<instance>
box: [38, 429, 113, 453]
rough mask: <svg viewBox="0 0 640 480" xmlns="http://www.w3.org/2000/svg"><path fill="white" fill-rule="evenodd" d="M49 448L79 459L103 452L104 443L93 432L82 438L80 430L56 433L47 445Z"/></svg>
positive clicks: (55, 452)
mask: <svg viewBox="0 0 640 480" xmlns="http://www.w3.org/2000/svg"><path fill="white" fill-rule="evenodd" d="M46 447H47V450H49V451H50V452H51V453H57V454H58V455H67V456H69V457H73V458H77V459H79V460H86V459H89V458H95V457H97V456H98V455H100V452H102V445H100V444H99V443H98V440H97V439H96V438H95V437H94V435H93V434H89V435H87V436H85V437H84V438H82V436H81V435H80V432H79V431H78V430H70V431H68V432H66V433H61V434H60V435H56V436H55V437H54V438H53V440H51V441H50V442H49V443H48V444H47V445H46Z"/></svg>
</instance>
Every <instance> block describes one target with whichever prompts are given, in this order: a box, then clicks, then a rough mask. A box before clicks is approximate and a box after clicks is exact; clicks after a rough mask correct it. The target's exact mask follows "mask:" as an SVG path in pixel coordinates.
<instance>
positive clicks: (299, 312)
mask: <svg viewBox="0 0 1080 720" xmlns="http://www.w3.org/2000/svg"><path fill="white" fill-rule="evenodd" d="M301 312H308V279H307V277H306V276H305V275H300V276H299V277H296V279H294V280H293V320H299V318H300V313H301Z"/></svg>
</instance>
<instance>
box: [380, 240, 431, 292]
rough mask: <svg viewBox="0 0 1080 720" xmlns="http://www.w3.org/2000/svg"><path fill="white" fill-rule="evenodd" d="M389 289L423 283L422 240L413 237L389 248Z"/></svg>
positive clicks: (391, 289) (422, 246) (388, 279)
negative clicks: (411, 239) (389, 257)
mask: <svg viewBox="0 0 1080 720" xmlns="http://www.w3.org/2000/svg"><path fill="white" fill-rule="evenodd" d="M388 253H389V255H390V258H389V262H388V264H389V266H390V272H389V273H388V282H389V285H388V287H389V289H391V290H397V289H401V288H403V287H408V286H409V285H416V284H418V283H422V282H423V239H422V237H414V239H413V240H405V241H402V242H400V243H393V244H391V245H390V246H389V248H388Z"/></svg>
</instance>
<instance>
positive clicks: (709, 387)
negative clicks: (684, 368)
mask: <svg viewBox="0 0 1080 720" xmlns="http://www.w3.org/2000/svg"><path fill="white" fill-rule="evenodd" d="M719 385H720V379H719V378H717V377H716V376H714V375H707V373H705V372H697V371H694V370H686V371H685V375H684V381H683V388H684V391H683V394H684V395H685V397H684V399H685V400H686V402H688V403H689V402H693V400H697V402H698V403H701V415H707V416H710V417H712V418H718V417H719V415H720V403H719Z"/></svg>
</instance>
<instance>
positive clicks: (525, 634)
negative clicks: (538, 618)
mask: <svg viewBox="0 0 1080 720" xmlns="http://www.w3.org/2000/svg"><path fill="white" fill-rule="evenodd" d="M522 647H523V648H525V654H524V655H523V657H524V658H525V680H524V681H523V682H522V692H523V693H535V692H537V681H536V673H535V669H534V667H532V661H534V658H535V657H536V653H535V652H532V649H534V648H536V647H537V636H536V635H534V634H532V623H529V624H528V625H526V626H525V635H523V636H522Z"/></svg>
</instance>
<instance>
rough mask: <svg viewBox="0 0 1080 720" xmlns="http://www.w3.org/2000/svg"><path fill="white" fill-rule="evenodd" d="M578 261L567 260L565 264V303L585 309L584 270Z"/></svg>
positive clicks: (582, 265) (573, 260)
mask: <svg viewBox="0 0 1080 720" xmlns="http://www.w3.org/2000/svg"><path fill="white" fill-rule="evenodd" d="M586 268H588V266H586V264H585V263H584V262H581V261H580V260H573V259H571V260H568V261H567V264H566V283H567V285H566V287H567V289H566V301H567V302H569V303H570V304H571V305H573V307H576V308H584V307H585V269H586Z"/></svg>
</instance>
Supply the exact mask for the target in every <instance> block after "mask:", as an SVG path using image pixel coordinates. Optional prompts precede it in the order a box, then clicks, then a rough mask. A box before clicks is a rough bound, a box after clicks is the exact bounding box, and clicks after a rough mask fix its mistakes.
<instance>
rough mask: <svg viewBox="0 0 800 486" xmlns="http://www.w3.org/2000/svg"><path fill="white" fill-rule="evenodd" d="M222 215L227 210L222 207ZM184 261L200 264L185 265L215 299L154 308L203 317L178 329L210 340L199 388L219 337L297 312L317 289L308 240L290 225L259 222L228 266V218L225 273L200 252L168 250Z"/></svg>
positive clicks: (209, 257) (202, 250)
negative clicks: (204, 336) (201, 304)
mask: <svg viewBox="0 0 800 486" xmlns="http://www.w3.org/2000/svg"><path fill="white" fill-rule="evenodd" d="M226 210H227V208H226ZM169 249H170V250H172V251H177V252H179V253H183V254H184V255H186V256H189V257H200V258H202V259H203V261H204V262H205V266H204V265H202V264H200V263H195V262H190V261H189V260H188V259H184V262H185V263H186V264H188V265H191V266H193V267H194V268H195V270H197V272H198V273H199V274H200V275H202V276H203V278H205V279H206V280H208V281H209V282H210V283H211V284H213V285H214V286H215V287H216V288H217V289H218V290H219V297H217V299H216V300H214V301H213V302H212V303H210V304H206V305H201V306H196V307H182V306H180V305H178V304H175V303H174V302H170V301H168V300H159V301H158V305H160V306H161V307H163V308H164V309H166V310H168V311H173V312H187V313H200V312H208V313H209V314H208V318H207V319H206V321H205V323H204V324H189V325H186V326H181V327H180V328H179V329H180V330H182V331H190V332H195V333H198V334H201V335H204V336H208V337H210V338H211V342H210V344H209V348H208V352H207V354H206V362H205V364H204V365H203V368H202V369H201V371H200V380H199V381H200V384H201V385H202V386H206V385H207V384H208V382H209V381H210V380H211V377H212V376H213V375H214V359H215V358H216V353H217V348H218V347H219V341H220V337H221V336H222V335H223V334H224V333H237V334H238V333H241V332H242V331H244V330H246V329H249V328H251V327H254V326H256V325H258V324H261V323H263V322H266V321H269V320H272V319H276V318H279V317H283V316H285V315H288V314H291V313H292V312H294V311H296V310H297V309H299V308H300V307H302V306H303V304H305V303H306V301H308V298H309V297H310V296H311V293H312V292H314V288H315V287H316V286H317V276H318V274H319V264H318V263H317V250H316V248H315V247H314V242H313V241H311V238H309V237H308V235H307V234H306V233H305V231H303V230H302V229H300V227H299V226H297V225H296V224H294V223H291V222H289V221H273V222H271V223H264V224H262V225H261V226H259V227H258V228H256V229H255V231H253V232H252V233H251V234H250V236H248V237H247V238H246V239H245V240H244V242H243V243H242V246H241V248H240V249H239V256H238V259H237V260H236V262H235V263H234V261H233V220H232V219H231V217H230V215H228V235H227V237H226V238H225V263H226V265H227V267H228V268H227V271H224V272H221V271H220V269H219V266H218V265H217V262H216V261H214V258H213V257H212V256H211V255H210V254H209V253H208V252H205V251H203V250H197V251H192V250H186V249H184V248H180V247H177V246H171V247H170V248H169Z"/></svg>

DIRECTIONS:
Copy all of the items above without changing a single character.

SOLUTION TO THE EXERCISE:
<instance>
box: [38, 429, 113, 453]
rough mask: <svg viewBox="0 0 640 480" xmlns="http://www.w3.org/2000/svg"><path fill="white" fill-rule="evenodd" d="M49 448L79 459L103 452L104 443L93 432L82 438L80 430L56 433L47 445Z"/></svg>
positive clicks: (55, 452)
mask: <svg viewBox="0 0 640 480" xmlns="http://www.w3.org/2000/svg"><path fill="white" fill-rule="evenodd" d="M46 447H47V450H49V451H50V452H51V453H57V454H58V455H67V456H69V457H73V458H77V459H79V460H86V459H89V458H95V457H97V456H98V455H100V452H102V445H100V444H99V443H98V440H97V439H96V438H95V437H94V435H93V434H89V435H87V436H85V437H84V438H82V436H81V435H80V432H79V431H78V430H70V431H68V432H66V433H61V434H60V435H56V436H55V437H54V438H53V440H51V441H50V442H49V443H48V444H47V445H46Z"/></svg>
</instance>
Every <instance> block describes one target with whichever prompts are given, in this order: a box, then clicks, then a rough mask. A box before clicks is approximate and a box after clicks is exact; clicks after a rough mask correct it. The target's exact mask follows "mask:" as an SVG path in pixel coordinates.
<instance>
positive clicks: (299, 312)
mask: <svg viewBox="0 0 1080 720" xmlns="http://www.w3.org/2000/svg"><path fill="white" fill-rule="evenodd" d="M301 312H308V279H307V277H306V276H305V275H300V276H299V277H296V279H294V280H293V320H299V318H300V313H301Z"/></svg>
</instance>
<instance>
box: [380, 240, 431, 292]
rough mask: <svg viewBox="0 0 1080 720" xmlns="http://www.w3.org/2000/svg"><path fill="white" fill-rule="evenodd" d="M389 289L423 283L422 240L413 237L389 248Z"/></svg>
positive clicks: (391, 289) (422, 246) (388, 279)
negative clicks: (411, 239) (389, 257)
mask: <svg viewBox="0 0 1080 720" xmlns="http://www.w3.org/2000/svg"><path fill="white" fill-rule="evenodd" d="M388 253H389V255H390V258H389V262H388V264H389V266H390V272H389V273H388V282H389V285H388V287H389V289H391V290H397V289H401V288H403V287H408V286H409V285H416V284H418V283H422V282H423V239H422V237H414V239H413V240H405V241H402V242H400V243H393V244H391V245H390V246H389V248H388Z"/></svg>
</instance>
<instance>
positive clicks: (709, 387)
negative clicks: (684, 368)
mask: <svg viewBox="0 0 1080 720" xmlns="http://www.w3.org/2000/svg"><path fill="white" fill-rule="evenodd" d="M719 385H720V379H719V378H717V377H716V376H714V375H707V373H705V372H697V371H694V370H686V371H685V375H684V381H683V388H684V391H683V394H684V395H685V397H684V399H685V400H686V402H688V403H689V402H693V400H697V402H698V403H701V415H707V416H710V417H712V418H718V417H719V415H720V403H719Z"/></svg>
</instance>
<instance>
positive clicks: (525, 634)
negative clicks: (538, 618)
mask: <svg viewBox="0 0 1080 720" xmlns="http://www.w3.org/2000/svg"><path fill="white" fill-rule="evenodd" d="M522 647H523V648H525V654H524V655H523V657H524V658H525V680H524V681H523V682H522V692H523V693H535V692H537V681H536V673H535V669H534V667H532V661H534V658H535V657H536V653H535V652H532V649H534V648H536V647H537V636H536V635H534V634H532V623H529V624H528V625H526V626H525V635H523V636H522Z"/></svg>
</instance>
<instance>
rough mask: <svg viewBox="0 0 1080 720" xmlns="http://www.w3.org/2000/svg"><path fill="white" fill-rule="evenodd" d="M578 261L567 260L565 264V303L585 309L584 270Z"/></svg>
positive clicks: (582, 265) (573, 260)
mask: <svg viewBox="0 0 1080 720" xmlns="http://www.w3.org/2000/svg"><path fill="white" fill-rule="evenodd" d="M586 268H588V266H586V264H585V263H584V262H581V261H580V260H573V259H571V260H568V261H567V264H566V283H567V285H566V287H567V289H566V301H567V302H569V303H570V304H571V305H573V307H576V308H584V307H585V269H586Z"/></svg>
</instance>
Supply the exact mask for the target in every <instance> block after "mask:", as an SVG path using image pixel coordinates. Optional prompts precede it in the order a box, then clicks, then a rough mask. A box before clicks is a rough bound, a box after clicks is the exact bounding box, and clicks after a rough mask fix its mistakes.
<instance>
rough mask: <svg viewBox="0 0 800 486" xmlns="http://www.w3.org/2000/svg"><path fill="white" fill-rule="evenodd" d="M222 215L227 210L222 207ZM184 261L200 264L185 265L215 299L154 308L203 317L178 329L210 340L199 388L219 337L297 312L317 289L308 240L290 225L259 222L228 266V218L225 273L200 252L168 250Z"/></svg>
positive clicks: (209, 257) (202, 250)
negative clicks: (204, 336) (201, 304)
mask: <svg viewBox="0 0 800 486" xmlns="http://www.w3.org/2000/svg"><path fill="white" fill-rule="evenodd" d="M226 210H227V208H226ZM169 249H170V250H172V251H177V252H179V253H183V254H184V255H186V256H189V257H200V258H202V259H203V261H204V262H205V266H204V265H202V264H200V263H195V262H190V261H189V260H188V259H184V262H185V263H186V264H188V265H191V266H193V267H194V268H195V270H197V272H198V273H199V274H200V275H202V276H203V278H205V279H206V280H208V281H209V282H210V283H211V284H213V285H214V286H215V287H216V288H217V289H218V290H219V297H217V299H216V300H214V301H213V302H212V303H210V304H206V305H201V306H196V307H182V306H180V305H178V304H175V303H174V302H170V301H168V300H159V301H158V305H160V306H161V307H163V308H164V309H166V310H168V311H173V312H187V313H200V312H208V313H209V314H208V318H207V319H206V321H205V323H204V324H189V325H186V326H181V327H180V328H179V329H180V330H182V331H190V332H195V333H198V334H201V335H204V336H208V337H210V338H211V342H210V344H209V348H208V352H207V354H206V362H205V364H204V365H203V368H202V369H201V371H200V380H199V381H200V384H201V385H202V386H206V385H207V384H208V382H209V381H210V380H211V377H212V376H213V375H214V359H215V358H216V353H217V348H218V347H219V341H220V337H221V336H222V335H223V334H224V333H237V334H238V333H241V332H242V331H244V330H246V329H249V328H251V327H254V326H256V325H258V324H261V323H263V322H266V321H269V320H272V319H276V318H279V317H283V316H285V315H288V314H291V313H292V312H294V311H296V310H297V309H299V308H300V307H302V306H303V304H305V303H306V301H308V298H309V297H310V296H311V293H312V292H314V288H315V287H316V286H317V276H318V274H319V264H318V263H317V250H316V248H315V247H314V242H313V241H311V238H309V237H308V235H307V234H306V233H305V231H303V230H302V229H300V227H299V226H297V225H296V224H294V223H291V222H289V221H273V222H271V223H264V224H262V225H261V226H259V227H258V228H256V229H255V231H253V232H252V233H251V234H250V236H248V237H247V238H246V239H245V240H244V242H243V243H242V246H241V248H240V249H239V256H238V259H237V260H236V262H235V263H234V261H233V220H232V219H231V217H230V215H228V235H227V237H226V238H225V263H226V265H227V267H228V268H227V271H224V272H221V271H220V269H219V266H218V265H217V262H216V261H214V258H213V257H212V256H211V255H210V254H209V253H208V252H205V251H203V250H197V251H192V250H186V249H184V248H180V247H177V246H171V247H170V248H169Z"/></svg>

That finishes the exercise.